Naming and monitoring
Each task has a name that is created using the “Borg name service” (BNS) and this name includes the cell name, job name, and task number. The 50th task in a job jfoo
owned by user ubar
in cell cc
would be reachable via the following address: 50.jfoo.ubar.cc.borg.google.com
.
Borg Architecture
A Borg cell consists of a set of machines, a logically centralized controller called the Borgmaster, and an agent process called the Borglet that runs on each machine in a cell.
Borgmaster
The Borgmaster consists of two processes: the main Borgmaster process and a separate scheduler. The main process handles client RPCs that either mutate state (e.g., create job
) or provide read-only access to data (e.g., lookup job
). It also manages state machines for all of the objects in the system (machines, tasks, allocs, etc.), communicates with Borglets, and offers a web UI as a backup to Sigma2.

Collected data:
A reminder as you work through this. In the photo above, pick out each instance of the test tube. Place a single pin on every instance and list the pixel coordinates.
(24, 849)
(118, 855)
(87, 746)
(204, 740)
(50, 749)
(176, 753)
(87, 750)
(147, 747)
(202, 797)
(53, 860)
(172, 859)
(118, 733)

--

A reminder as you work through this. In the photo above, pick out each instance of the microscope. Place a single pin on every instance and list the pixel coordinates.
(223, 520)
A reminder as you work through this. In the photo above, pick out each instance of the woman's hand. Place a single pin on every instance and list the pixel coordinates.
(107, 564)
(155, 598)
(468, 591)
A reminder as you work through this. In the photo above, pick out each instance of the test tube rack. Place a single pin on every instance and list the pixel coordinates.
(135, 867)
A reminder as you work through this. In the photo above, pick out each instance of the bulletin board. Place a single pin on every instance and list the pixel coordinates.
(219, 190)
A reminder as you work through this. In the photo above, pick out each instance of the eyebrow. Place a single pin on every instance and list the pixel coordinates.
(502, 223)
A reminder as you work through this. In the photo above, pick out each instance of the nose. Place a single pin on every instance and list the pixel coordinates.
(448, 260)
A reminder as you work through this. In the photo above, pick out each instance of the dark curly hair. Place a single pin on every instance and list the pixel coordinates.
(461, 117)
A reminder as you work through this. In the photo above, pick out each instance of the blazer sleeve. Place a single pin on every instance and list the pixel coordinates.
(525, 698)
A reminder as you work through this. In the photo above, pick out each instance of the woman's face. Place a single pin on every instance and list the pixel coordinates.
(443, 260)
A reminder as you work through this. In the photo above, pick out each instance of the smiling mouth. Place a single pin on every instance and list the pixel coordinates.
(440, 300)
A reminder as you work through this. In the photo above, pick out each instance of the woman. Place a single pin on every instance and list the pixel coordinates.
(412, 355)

...

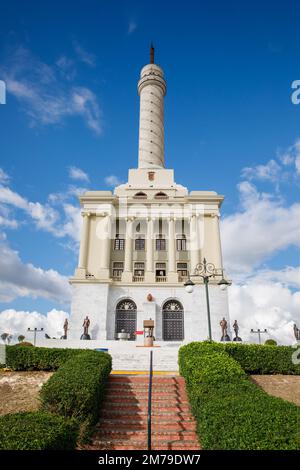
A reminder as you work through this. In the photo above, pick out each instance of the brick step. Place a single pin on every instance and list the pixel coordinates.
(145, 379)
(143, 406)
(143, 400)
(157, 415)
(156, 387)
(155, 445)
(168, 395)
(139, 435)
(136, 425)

WORK TO COMPLETE.
a: Please list everything the passage on Borg says a Borg cell consists of.
b: Continue the passage on Borg from the point where its final sentence ends.

ANSWERS BELOW.
a:
- A set of machines
- The Borgmaster, a logically centralized controller
- The Borglet, an agent process that runs on each machine in a cell

b:
The Borgmaster is replicated five times, and each replica maintains an in-memory copy of the state of the cell, along with a copy in a highly-available, distributed, Paxos-based store on the replica’s local disks.
Scheduling
When a job is submitted, the Borgmaster records it in the Paxos store and adds the job’s task to the pending
queue. The scheduler scans this queue asynchronously and assigns tasks to machines if there are enough available resources meeting the job’s constraints. The scan is done from high to low, priority, modulated by a round-robin scheme within a priority to ensure fairness.
Borglet
The local Borg agent present on every machine in a cell is called Borglet. Its responsibilities include: starting and stopping tasks; restarting them if they fail; managing local resources by manipulating OS kernel settings; rolling over debug logs; and reporting the state of the machine to the Borgmaster and other monitoring systems.
To avoid the herding effect in case of failure, the Borgmaster controls the rate of communication with the Borglets. It polls the Borglets every few seconds to retrieve the machine’s current state and send any outstanding requests.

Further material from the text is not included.